> [EXERCISE DIRECTIONS]
Copy every line of the data below word for word, changing nothing.

> [RECORD EXCERPTS]
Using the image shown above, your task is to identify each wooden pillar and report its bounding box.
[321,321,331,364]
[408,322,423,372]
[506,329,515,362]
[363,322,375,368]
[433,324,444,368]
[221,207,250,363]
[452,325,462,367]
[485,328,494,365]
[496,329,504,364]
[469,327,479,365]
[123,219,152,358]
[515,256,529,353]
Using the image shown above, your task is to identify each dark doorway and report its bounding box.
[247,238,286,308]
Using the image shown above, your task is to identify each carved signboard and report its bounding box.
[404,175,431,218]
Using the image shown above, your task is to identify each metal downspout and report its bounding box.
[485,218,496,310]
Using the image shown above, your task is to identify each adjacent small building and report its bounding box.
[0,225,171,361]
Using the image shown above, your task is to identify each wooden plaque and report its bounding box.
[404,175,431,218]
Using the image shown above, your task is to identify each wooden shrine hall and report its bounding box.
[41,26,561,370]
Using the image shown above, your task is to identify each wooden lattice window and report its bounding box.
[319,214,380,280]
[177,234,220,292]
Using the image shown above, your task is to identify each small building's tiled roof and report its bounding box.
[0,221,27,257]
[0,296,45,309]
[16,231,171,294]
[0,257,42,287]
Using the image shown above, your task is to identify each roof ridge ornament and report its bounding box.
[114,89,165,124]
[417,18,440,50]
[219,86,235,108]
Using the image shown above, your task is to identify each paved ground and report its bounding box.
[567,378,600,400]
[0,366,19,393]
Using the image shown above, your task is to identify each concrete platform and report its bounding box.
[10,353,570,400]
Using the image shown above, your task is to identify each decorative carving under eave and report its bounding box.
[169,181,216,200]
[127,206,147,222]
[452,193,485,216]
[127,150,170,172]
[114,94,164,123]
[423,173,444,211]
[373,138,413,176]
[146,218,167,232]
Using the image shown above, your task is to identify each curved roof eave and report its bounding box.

> [SOLUTION]
Using the image shown above, your task is to identify each wooden pillar and report its bounding box.
[321,321,331,364]
[408,322,423,372]
[506,329,515,362]
[363,322,375,368]
[433,324,444,368]
[221,207,250,363]
[452,325,462,367]
[485,328,494,365]
[496,329,504,364]
[469,327,479,365]
[123,219,152,358]
[515,256,529,353]
Using the image shown above, your task is to identify each dark doorway and report its bounding box.
[247,238,286,308]
Using the image shown above, your task is to identify each carved signboard and report its bounding box.
[404,175,431,218]
Using the image shown above, your task is to identify each metal downspout and report its bounding box.
[485,218,496,310]
Using the image shown above, your task is to identify each adjacent small building and report its bounding box.
[0,225,171,361]
Using the image shown above, your task is to identify each wooden plaque and report its bounding box.
[404,175,431,218]
Using the image shown above, your task is to identify each wooden shrine hall and report its bounding box.
[41,26,561,370]
Using the image shown above, your task is to identify each wooden lattice window and report its bounding box.
[319,214,380,280]
[177,234,220,292]
Using the image shown above, your task is to identify each small building's tiled roof and report its bounding box.
[0,221,27,257]
[0,296,45,309]
[16,231,171,294]
[0,257,42,287]
Using the image shown above, your task is to identify each roof ridge ornament and report its bounding box.
[114,89,165,124]
[417,18,440,50]
[219,86,235,108]
Using the image shown above, your task is to identify each paved ground and report its bounding box.
[567,378,600,400]
[0,366,19,393]
Using the image shown above, your task is to identify each concrete platform and report its bounding box.
[10,353,570,400]
Using the image shown above, your task is to identify each decorative carving under eave and report its bounding box.
[169,181,216,200]
[127,206,147,222]
[452,193,485,216]
[127,150,170,172]
[114,94,164,123]
[423,173,444,211]
[373,138,413,176]
[146,218,167,232]
Using the image shown above, your task is to identify each curved roof eave and report its bounding box.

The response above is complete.